++++ Data entries

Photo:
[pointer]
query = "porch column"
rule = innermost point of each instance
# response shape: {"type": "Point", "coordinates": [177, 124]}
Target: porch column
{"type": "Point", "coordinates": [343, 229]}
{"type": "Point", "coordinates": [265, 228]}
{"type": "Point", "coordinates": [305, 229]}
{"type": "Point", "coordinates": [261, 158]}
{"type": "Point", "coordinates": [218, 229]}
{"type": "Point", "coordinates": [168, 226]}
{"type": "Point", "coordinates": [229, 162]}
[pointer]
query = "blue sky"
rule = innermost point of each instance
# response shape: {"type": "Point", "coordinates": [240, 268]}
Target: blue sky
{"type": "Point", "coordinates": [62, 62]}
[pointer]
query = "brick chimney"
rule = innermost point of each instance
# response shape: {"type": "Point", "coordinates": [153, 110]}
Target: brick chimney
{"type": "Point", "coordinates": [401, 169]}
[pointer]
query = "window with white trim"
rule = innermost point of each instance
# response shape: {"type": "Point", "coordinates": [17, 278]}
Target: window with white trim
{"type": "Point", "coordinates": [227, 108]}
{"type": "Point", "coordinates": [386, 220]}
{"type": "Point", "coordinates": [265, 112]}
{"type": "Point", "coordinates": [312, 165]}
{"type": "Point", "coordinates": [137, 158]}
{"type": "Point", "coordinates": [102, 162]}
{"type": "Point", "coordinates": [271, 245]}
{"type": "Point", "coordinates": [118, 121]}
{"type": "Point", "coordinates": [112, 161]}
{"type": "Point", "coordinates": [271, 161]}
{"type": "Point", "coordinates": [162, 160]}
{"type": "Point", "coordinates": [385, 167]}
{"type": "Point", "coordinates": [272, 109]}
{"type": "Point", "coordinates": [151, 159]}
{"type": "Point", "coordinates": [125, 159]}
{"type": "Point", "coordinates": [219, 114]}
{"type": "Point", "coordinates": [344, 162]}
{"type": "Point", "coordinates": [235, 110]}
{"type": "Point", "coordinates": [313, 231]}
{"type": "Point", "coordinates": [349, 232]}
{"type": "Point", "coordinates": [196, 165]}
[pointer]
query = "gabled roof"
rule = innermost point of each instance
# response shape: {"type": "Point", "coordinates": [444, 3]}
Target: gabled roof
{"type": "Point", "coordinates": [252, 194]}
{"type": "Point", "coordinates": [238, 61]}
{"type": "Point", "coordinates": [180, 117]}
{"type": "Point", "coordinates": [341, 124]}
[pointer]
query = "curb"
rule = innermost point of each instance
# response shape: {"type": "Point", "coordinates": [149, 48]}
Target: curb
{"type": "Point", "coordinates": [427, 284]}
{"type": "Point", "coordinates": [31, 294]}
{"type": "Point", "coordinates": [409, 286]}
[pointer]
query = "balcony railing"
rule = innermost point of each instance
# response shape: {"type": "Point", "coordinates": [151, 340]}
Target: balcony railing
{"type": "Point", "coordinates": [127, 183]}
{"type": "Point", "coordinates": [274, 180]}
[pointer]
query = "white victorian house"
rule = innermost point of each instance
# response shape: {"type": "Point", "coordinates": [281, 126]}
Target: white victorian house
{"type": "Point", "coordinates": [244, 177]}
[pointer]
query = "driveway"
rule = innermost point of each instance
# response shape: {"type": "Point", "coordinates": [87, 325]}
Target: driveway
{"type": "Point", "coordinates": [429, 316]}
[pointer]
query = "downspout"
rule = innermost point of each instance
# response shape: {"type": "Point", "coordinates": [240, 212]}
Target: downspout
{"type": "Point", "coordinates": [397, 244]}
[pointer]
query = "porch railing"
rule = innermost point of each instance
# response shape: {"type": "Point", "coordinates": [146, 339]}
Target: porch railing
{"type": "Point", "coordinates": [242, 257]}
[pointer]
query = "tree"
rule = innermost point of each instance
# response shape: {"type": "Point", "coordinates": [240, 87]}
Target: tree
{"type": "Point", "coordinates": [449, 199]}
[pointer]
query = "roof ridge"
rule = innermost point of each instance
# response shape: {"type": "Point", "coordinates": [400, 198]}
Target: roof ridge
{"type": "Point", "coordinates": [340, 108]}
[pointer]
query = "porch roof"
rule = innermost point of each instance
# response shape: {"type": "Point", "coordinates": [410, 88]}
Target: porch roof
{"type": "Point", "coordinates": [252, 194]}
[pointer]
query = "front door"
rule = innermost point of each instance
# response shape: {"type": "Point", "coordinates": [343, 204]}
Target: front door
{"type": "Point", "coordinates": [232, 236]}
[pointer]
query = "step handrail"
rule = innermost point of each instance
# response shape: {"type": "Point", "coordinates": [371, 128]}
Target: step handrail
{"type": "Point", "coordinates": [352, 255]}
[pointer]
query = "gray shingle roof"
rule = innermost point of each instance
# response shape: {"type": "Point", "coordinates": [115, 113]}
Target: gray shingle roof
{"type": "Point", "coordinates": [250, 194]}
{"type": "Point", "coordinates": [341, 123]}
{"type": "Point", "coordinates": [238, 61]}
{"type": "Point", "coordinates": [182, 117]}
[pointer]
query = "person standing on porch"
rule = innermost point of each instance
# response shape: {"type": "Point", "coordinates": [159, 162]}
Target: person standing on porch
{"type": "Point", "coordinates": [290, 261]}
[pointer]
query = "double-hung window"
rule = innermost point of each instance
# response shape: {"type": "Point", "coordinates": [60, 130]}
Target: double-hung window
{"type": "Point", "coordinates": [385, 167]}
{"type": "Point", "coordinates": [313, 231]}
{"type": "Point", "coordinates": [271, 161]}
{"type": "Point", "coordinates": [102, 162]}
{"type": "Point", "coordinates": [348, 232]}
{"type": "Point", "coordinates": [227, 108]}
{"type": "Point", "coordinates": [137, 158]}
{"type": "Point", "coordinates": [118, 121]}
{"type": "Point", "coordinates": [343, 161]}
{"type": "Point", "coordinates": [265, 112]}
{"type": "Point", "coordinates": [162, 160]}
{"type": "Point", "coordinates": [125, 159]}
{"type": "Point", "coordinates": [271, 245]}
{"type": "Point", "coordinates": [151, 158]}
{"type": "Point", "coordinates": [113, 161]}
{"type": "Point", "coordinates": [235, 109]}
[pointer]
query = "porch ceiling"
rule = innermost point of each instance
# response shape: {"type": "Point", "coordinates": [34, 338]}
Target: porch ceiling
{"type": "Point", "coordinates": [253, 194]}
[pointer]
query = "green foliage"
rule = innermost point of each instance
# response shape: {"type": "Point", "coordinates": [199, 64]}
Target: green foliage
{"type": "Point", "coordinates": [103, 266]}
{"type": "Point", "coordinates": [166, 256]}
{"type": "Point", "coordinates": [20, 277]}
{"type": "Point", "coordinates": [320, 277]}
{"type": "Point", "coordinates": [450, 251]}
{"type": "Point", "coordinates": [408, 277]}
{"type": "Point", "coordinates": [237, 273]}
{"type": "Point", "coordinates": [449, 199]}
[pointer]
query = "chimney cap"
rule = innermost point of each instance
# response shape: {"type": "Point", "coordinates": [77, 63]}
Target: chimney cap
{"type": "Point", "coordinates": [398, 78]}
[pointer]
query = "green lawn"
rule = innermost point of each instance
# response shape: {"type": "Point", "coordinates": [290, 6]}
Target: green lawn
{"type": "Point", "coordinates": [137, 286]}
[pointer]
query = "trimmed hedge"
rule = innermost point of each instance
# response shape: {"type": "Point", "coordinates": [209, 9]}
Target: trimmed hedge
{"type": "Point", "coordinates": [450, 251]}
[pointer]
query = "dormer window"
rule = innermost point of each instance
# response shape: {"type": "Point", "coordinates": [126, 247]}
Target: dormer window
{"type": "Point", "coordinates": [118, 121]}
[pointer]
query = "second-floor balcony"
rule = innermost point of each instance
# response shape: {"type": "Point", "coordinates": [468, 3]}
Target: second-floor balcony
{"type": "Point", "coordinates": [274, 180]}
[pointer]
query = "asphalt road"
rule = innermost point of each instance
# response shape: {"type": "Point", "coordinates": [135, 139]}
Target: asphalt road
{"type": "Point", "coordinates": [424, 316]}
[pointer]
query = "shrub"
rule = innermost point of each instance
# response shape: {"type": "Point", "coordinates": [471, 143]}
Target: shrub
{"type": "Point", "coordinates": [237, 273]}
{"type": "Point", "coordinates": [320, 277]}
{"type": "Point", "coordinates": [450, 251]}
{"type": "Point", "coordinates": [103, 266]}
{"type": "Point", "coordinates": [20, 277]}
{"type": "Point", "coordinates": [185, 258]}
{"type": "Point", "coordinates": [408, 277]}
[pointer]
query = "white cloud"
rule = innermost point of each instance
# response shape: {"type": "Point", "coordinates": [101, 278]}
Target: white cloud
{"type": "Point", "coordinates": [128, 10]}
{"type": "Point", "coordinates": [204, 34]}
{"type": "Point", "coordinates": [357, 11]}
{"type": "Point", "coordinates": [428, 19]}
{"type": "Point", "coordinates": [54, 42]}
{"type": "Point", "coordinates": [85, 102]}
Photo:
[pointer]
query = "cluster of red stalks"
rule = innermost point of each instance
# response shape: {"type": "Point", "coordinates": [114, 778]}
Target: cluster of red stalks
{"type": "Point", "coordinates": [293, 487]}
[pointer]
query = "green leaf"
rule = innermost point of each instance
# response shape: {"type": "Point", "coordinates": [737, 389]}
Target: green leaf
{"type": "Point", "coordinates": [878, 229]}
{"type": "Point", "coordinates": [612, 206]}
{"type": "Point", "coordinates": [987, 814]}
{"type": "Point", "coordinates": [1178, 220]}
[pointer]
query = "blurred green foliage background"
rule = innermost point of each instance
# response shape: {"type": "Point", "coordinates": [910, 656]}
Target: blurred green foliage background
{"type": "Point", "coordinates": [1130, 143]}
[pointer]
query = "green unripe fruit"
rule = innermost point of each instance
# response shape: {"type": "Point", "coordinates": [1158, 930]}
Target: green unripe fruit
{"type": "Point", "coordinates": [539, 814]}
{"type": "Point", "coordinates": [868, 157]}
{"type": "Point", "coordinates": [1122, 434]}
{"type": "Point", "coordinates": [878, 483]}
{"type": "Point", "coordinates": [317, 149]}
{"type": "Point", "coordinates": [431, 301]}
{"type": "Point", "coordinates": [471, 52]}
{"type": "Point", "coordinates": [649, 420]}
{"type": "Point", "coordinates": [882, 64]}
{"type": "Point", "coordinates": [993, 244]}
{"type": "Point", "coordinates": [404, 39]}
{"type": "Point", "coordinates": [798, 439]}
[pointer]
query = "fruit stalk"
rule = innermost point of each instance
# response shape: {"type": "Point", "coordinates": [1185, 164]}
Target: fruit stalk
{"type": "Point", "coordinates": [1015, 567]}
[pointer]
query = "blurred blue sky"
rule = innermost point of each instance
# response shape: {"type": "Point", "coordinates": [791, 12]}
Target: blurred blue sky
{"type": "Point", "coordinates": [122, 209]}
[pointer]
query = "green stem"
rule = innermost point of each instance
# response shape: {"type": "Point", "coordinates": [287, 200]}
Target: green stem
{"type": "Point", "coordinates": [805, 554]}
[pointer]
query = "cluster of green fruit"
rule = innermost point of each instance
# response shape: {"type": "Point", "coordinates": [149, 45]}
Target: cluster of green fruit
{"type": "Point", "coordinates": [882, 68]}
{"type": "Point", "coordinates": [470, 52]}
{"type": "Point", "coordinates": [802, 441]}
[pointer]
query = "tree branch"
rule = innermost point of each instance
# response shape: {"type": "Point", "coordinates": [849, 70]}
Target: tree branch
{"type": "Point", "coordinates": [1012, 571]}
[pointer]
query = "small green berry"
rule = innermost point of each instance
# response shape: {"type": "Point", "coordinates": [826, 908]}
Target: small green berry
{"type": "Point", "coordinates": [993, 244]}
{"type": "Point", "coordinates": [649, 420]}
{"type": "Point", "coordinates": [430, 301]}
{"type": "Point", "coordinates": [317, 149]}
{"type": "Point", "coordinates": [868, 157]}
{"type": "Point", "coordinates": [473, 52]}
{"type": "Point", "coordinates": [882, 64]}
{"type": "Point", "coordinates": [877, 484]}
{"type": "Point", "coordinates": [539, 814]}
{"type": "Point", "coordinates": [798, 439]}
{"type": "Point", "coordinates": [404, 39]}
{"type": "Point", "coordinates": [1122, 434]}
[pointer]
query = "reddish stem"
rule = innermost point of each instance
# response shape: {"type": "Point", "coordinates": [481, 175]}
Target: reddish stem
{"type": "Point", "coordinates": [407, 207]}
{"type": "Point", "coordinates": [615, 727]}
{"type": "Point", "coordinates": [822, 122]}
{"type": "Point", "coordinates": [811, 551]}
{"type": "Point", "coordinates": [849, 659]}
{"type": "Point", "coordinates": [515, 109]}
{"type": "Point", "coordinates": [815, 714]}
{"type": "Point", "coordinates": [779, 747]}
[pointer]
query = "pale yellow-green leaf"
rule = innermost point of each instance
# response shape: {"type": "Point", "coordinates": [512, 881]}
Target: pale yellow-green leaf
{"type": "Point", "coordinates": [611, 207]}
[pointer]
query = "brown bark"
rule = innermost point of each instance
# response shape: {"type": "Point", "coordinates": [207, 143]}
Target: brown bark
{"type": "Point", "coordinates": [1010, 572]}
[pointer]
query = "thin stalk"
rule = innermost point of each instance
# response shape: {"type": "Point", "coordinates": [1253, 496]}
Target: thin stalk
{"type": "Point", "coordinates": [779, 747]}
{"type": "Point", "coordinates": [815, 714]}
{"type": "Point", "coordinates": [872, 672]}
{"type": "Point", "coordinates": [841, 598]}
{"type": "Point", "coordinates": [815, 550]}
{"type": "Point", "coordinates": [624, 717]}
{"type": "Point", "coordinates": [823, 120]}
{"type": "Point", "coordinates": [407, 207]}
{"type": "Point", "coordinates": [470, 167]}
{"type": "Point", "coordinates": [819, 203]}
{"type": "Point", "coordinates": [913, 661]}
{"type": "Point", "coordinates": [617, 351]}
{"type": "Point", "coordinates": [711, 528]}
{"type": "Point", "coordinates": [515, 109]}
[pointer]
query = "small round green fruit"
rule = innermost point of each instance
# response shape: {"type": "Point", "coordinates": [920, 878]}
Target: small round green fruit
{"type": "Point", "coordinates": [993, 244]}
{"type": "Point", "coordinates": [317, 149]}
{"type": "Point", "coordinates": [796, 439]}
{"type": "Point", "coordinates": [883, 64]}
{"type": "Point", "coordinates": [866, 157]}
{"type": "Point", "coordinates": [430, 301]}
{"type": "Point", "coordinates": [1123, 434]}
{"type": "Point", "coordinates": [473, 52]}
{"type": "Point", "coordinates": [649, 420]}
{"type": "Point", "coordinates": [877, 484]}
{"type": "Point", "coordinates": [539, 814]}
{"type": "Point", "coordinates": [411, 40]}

++++++++

Exercise instructions
Please identify each line above that contains the word "small" and copy every such line in full.

Response
query = "small green berry"
Target: small green berry
query = "small round green fruit"
Target: small round green fruit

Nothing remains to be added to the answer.